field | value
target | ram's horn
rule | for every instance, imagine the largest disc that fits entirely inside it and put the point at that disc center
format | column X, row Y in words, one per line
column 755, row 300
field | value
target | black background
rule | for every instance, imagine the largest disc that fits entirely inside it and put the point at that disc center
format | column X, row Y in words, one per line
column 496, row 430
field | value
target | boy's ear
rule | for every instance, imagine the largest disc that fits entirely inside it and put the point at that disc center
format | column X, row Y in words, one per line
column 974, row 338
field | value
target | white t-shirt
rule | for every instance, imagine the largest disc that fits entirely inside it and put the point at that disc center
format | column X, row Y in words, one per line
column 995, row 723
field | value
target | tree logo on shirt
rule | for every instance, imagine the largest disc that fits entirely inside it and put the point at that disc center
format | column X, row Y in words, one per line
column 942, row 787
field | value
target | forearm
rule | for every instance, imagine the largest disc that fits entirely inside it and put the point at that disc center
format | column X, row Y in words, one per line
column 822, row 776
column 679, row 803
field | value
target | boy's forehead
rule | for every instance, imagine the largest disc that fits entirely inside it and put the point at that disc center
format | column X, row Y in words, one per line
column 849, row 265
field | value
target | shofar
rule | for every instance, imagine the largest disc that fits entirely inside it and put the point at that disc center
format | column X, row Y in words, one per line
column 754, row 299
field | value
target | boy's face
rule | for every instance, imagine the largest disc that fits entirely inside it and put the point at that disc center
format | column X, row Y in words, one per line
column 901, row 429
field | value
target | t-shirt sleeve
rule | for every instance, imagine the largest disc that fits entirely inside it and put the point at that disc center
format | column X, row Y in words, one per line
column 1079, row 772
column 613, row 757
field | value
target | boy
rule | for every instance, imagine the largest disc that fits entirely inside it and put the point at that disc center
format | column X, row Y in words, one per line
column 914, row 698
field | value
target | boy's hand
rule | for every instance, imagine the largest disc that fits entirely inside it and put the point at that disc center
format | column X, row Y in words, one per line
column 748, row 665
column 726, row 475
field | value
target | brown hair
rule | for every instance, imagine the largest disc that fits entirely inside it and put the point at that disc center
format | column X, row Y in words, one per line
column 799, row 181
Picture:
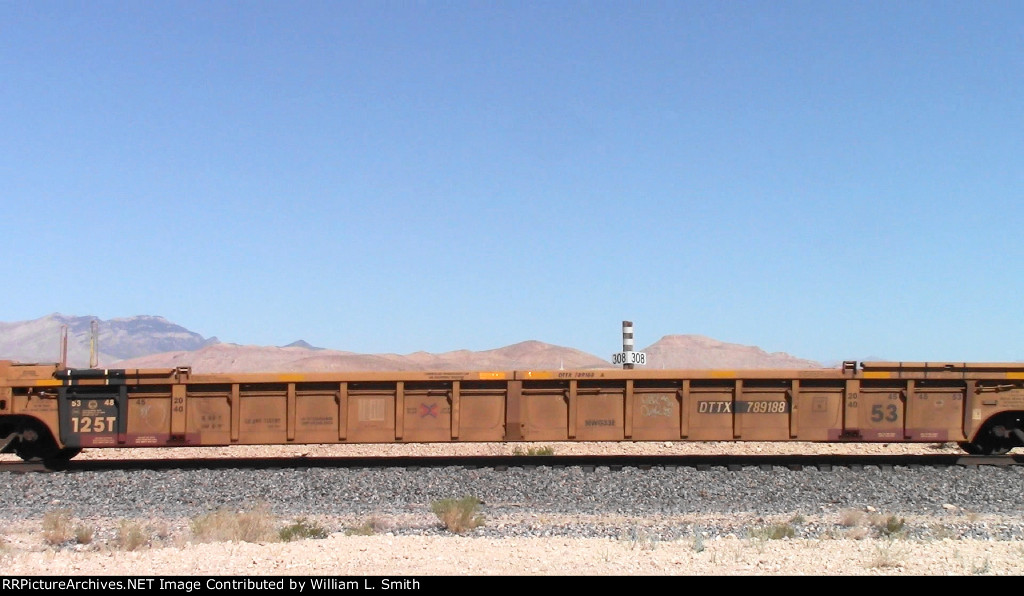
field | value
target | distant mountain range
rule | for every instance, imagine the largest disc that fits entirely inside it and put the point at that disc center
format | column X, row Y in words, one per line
column 155, row 342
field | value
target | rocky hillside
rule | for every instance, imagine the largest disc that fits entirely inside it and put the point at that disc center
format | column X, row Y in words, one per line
column 154, row 342
column 697, row 351
column 39, row 340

· · · · ·

Instructions for the task :: Without the pictures, return the entries exactly as they appear.

Exercise result ::
field | value
target | ram's horn
rule | for every instance, imagine the largest disc that fits entirely inside it and put the point at that disc center
format | column X, row Y in words, one per line
column 755, row 300
field | value
target | black background
rule | for every instance, imagine the largest disc that fits entirely inside it and put the point at that disc center
format | column X, row Y in words, one per line
column 496, row 430
field | value
target | boy's ear
rule | for every instance, imagine the largest disc that fits entirely inside it and put the point at that disc center
format | column X, row Y in words, one per line
column 974, row 338
field | value
target | white t-shirt
rule | for every instance, imagine the largest disc that fits entirely inside it and put the point at that disc center
format | column X, row Y in words, one per line
column 995, row 723
field | value
target | tree logo on shirt
rule | for every instance, imagine the largest disc that fits entirely inside it and put the point at that disc center
format | column X, row Y in words, one per line
column 942, row 787
field | value
target | forearm
rule | for every instance, imagine the largest disc that fits entirely inside it and put the point at that disc center
format | column X, row Y in words, one per line
column 822, row 776
column 679, row 803
field | value
target | boy's forehead
rule | for every instance, imagine the largest disc that fits entirely inside it and put the point at that disc center
format | column X, row Y in words, one per line
column 849, row 265
field | value
target | shofar
rule | for every instance, imagine the largest disc that fits entirely inside it and put the point at that disc center
format | column X, row Y in words, one per line
column 754, row 299
field | value
target | boy's face
rule | for every instance, imagine the largest disc that fits entirely inside it and put the point at that disc center
format | column X, row Y in words, one per line
column 901, row 429
field | value
target | t-shirt sleeve
rule | for every instance, imagine the largest disc that fits entirely inside it and put the point at that disc center
format | column X, row Y in words, one per line
column 1079, row 772
column 613, row 757
field | value
target | boy
rule | for every instance, imagine the largest disc that fits entirely inside it and put the point at that disc center
format | column X, row Y in words, one per line
column 914, row 698
field | value
target | boy's hand
rule | for every instance, imagine the largest disc that fits entirely inside it and put the point at that disc center
format | column X, row Y in words, one per line
column 748, row 665
column 726, row 475
field | value
target | brown hair
rule | for every instance, imagine the largest disc that fits entirely inside it and put the point at that disc center
format | column X, row Y in words, one per line
column 799, row 181
Picture:
field | value
target | distant mountain range
rule | for every instance, imagine the largest disc that fits entirely inside it and put the point at that disc center
format | column X, row Y in words, one per line
column 155, row 342
field | value
target | rocky hillside
rule | for every instance, imagine the largest disc that fits entirely inside it and put the point at that disc center
format | column X, row Y in words, one per line
column 154, row 342
column 697, row 351
column 39, row 340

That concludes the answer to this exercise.